### WHAT IS REQUIRED:
Write down each entry again, exactly as it reads.

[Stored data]
★ ★ ★

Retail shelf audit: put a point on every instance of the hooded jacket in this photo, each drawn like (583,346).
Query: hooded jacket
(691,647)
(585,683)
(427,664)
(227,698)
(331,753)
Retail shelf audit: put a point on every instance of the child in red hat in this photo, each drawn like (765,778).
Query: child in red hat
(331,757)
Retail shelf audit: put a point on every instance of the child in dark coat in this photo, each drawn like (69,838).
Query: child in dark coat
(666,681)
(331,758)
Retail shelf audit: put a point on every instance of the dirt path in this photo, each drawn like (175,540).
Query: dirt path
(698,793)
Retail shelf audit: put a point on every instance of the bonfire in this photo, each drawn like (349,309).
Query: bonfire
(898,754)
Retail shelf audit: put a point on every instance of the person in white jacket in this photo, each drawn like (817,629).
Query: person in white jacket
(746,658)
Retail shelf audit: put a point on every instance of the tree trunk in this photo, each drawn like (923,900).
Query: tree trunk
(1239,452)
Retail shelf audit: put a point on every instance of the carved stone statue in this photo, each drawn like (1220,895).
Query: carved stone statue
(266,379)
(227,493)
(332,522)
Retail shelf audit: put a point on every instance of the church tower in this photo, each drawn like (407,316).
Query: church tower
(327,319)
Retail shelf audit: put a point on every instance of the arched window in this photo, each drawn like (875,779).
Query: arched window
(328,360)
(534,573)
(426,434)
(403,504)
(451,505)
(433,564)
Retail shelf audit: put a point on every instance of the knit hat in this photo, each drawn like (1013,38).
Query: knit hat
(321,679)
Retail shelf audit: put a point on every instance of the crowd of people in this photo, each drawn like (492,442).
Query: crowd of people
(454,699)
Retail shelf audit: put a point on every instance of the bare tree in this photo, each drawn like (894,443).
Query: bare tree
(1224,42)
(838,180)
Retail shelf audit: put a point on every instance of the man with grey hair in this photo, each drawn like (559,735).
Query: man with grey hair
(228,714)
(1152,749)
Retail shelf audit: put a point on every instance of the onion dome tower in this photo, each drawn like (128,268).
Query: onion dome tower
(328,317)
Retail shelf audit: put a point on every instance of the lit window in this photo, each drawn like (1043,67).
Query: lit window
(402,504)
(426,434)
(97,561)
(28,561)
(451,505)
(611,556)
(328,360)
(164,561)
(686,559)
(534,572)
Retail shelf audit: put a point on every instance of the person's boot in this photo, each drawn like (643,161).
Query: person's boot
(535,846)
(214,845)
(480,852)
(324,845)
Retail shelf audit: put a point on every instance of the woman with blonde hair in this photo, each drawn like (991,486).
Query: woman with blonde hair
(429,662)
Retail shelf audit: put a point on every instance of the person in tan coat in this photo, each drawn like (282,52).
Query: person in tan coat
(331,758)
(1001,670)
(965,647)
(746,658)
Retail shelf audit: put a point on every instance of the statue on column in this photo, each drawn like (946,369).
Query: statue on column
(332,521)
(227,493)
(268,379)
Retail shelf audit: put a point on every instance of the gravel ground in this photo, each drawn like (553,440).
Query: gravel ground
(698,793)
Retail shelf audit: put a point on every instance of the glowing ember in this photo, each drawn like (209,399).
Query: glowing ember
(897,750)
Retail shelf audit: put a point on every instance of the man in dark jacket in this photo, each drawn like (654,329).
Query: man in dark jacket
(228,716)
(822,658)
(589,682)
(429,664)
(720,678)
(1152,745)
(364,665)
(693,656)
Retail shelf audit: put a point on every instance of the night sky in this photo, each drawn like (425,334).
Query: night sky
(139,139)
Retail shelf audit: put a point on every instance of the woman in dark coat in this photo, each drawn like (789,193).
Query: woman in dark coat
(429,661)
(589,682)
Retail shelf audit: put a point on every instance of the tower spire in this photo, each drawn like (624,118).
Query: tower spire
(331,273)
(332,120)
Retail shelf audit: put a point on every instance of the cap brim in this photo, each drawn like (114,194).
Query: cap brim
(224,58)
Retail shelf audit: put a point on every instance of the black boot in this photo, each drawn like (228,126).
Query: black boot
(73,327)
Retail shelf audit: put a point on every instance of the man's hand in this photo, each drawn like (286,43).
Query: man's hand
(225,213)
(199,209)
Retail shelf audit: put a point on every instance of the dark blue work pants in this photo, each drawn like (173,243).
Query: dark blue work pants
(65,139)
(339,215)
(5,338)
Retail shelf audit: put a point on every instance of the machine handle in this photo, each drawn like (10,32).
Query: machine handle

★ ★ ★

### THE RESPONSE:
Retail shelf audit: put a point on every instance of the hooded jacket in this photo, each drawn like (583,346).
Query: hooded jacket
(691,647)
(585,683)
(427,664)
(227,698)
(331,753)
Retail shelf audit: put a point on every instance of the child in red hat in this photo, each drawn like (765,778).
Query: child in red hat
(331,757)
Retail shelf audit: put a point on every instance of the child in dark coat in this photo, each drawn like (69,838).
Query: child in dark coat
(666,681)
(331,758)
Retail shelf audit: put a point on every instance of the dirt path in this photo, each drawn like (175,540).
Query: dirt path
(698,793)
Retail shelf audit: put a point on every instance of the bonfire in this photo, each drawn like (349,309).
Query: bonfire
(898,754)
Retail shelf audit: put a point on every instance of the person in white jacket in this photo, each drawn like (817,629).
Query: person in white jacket
(746,658)
Retail shelf audit: put a point on every instance of the tree trunk in this photo, each drawn like (923,900).
Query: tree trunk
(1239,452)
Retail shelf audit: put a point on every instance of the carved stone statue in this photo, each drawn like (1220,895).
Query: carved stone statue
(266,379)
(227,493)
(332,522)
Retail shelf audit: put a point on every instance of the church tower in this photo, each drawn like (407,316).
Query: church tower
(327,319)
Retail shelf audit: put a point on every instance of the arched window in this photo, each drawn like (875,779).
Query: arched window
(328,360)
(534,573)
(426,434)
(403,504)
(451,505)
(433,564)
Retail shelf audit: put a point on every instance of the knit hat in this photo, each drawn like (1013,38).
Query: knit hat
(321,679)
Retail shelf audit: put a point on every instance of the crowd of people in this photo, each drawn like (492,442).
Query: crowd of people
(454,699)
Retail shelf audit: put a point on every instance of the bare tree in this photo, each drawn like (894,443).
Query: bare tree
(1224,42)
(838,180)
Retail shelf audit: put a point on every instance of the man with grey hair in this photo, each drawn like (559,735).
Query: man with grey hair
(228,714)
(1152,749)
Retail shelf audit: put a point on every instance of the onion dome tower in this photo, each drawn like (128,268).
Query: onion dome tower
(328,317)
Retail shelf audit: put a point on every instance of the lit window in this photo, each drawn like (1043,67).
Query: lit window
(402,504)
(426,434)
(97,561)
(28,561)
(451,505)
(611,556)
(328,360)
(164,561)
(686,559)
(534,572)
Retail shelf audit: put a point on every instance of the person's boot in this photo, each drawn like (643,161).
Query: person's boot
(535,846)
(214,845)
(480,852)
(324,845)
Retail shelf audit: put a point on every instance of the woman with blonde hair in this photo, each drawn like (991,486).
Query: woman with blonde hair
(429,662)
Retail shelf audit: put a point on every instance of the person in tan coat in this photo, each drawn like (282,52).
Query: person in tan coat
(331,758)
(1001,670)
(965,647)
(746,658)
Retail shelf audit: put a point on every instance of the statue on column in this photo, each drawn like (946,369).
Query: statue on column
(332,521)
(227,493)
(268,379)
Retail shelf audit: put a point on every instance of the gravel ground in this photo, each drawn like (553,440).
Query: gravel ground
(698,793)
Retail shelf audit: put a point on every instance of the glowing ember in this photo, each drawn like (209,399).
Query: glowing ember
(897,750)
Retail shelf audit: put a point on every instance of the man in dark jacket in this photo, each drawn like (654,329).
Query: man in dark jacket
(228,716)
(822,658)
(589,682)
(429,664)
(720,678)
(1152,745)
(364,665)
(693,656)
Retail shelf audit: put a point on every instance of the night sky in this photo, each drawn like (425,334).
Query: night sky
(139,139)
Retail shelf audit: put a point on every instance of the woman in dark coat in this photo, each drawn like (789,193).
Query: woman in dark coat
(429,661)
(589,682)
Retail shelf audit: put a point on every instance of the tower spire in this photo, each drawn like (624,118).
Query: tower spire
(331,273)
(332,120)
Retail shelf audit: put a point on every instance of the cap brim in this photo, each drawn like (114,194).
Query: cap brim
(224,58)
Retail shelf audit: put a point on every instance of the black boot in this photo, each drawn like (228,126).
Query: black boot
(73,327)
Retail shelf audit: put a point on every instance of the man's hand in this photo, each drawn like (286,43).
Query: man's hand
(225,213)
(199,209)
Retail shelf audit: put a point on every instance of the dark blue work pants in this photo, each drawn like (173,243).
Query: dark blue work pants
(65,139)
(339,215)
(5,338)
Retail shelf audit: put a point on every instance of the machine handle in this photo, each drawn like (10,32).
Query: machine handle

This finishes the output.